Quotas connect into the system primarily as an adjunct to the allocation routines. When a new block is requested from the allocation routines, the request is first validated by the quota system with the following steps:

1.  If there is a user quota associated with the file, the quota system consults the quota associated with the owner of the file. If the owner has reached or exceeded their limit, the request is denied.

2.  If there is a group quota associated with the file, the quota system consults the quota associated with the group of the file. If the group has reached or exceeded its limit, the request is denied.

3.  If the quota tests pass, the request is permitted and is added to the usage statistics for the file.

When either a user or group quota would be exceeded, the allocator returns a failure as though the filesystem were full. The kernel propagates this error up to the process doing the write system call.

Quotas are assigned to a filesystem after it has been mounted. A system call associates a file containing the quotas with the mounted filesystem. By convention, the file with user quotas is named quota.user, and the file with group quotas is named quota.group. These files typically reside either in the root of the mounted filesystem or in the /var/quotas directory. For each quota to be imposed, the system opens the appropriate quota file and holds a reference to it in the mount-table entry associated with the mounted filesystem. Figure 7.9 shows the mount-table reference. Here, the root filesystem has a quota on users, but has none on groups. The /usr filesystem has quotas imposed on both users and groups. As quotas for different users or groups are needed, they are taken from the appropriate quota file.

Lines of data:

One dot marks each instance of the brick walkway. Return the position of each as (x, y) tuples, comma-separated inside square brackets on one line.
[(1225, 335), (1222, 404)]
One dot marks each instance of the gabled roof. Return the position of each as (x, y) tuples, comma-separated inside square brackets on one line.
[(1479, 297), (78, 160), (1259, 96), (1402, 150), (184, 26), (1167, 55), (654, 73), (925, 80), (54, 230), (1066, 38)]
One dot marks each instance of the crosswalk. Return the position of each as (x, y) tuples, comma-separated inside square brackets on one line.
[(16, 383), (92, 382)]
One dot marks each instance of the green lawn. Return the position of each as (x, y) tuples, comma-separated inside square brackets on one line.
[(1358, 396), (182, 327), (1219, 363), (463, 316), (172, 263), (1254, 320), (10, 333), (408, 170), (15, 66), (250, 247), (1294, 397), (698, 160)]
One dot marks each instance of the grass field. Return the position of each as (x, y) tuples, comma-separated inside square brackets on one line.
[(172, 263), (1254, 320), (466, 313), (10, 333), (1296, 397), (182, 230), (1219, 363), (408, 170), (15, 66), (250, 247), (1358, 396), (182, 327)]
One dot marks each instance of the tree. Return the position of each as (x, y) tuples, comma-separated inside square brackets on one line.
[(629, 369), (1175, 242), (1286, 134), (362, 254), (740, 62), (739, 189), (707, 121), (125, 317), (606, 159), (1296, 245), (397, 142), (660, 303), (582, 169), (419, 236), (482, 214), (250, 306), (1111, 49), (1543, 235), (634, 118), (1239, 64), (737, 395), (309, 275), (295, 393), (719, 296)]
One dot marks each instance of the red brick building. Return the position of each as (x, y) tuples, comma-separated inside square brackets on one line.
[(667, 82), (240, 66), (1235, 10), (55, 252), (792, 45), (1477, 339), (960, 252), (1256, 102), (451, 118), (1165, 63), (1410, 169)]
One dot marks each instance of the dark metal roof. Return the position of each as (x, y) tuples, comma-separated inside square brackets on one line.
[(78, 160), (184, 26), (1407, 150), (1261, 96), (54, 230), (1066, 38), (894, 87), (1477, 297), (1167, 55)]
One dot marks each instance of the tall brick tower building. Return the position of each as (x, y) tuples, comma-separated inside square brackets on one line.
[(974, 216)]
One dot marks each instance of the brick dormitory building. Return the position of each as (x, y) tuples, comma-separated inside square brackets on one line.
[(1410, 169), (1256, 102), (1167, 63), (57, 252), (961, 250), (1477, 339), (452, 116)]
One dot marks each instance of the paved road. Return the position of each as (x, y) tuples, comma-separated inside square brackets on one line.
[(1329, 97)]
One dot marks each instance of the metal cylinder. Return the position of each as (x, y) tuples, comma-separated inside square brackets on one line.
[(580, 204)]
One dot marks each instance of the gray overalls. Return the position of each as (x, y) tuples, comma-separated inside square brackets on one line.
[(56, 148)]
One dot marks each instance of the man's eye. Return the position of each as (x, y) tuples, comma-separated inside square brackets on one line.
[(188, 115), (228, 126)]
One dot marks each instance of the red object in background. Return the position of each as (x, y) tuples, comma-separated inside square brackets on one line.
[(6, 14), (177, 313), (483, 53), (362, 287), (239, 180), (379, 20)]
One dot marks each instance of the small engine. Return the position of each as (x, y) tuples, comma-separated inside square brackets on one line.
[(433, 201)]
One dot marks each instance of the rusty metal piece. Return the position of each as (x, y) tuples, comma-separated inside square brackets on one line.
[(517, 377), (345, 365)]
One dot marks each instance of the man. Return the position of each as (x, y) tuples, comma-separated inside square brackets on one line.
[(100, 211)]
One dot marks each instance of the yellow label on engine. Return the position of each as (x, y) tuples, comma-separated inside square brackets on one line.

**TO BE DONE:**
• A. Write out the passage on filesystem quotas from "2.  If there is" to "write system call.".
• B. Continue the passage on filesystem quotas, picking up after its final sentence.

**RESPONSES TO THE EXERCISE:**
• A.
2.  If there is a group quota associated with the file, the quota system consults the quota associated with the group of the file. If the group has reached or exceeded its limit, the request is denied.

3.  If the quota tests pass, the request is permitted and is added to the usage statistics for the file.

When either a user or group quota would be exceeded, the allocator returns a failure as though the filesystem were full. The kernel propagates this error up to the process doing the write system call.

• B.
Quota files are maintained as an array of quota records indexed by user or group identifiers; Fig. 7.10 shows a typical record in a user quota file. To find the quota for user identifier i, the system seeks to location i X sizeof (quota structure) in the quota file and reads the quota structure at that location. Each quota structure contains the limits imposed on the user for the associated filesystem. These limits include the hard and soft limits on the number of blocks and inodes that the user may have, the number of blocks and inodes that the user currently has allocated, and the amount of time that the user has remaining before the soft limit is enforced as the hard limit. The group quota file works in the same way, except that it is indexed by group identifier.

Figure 7.9 References to quota files.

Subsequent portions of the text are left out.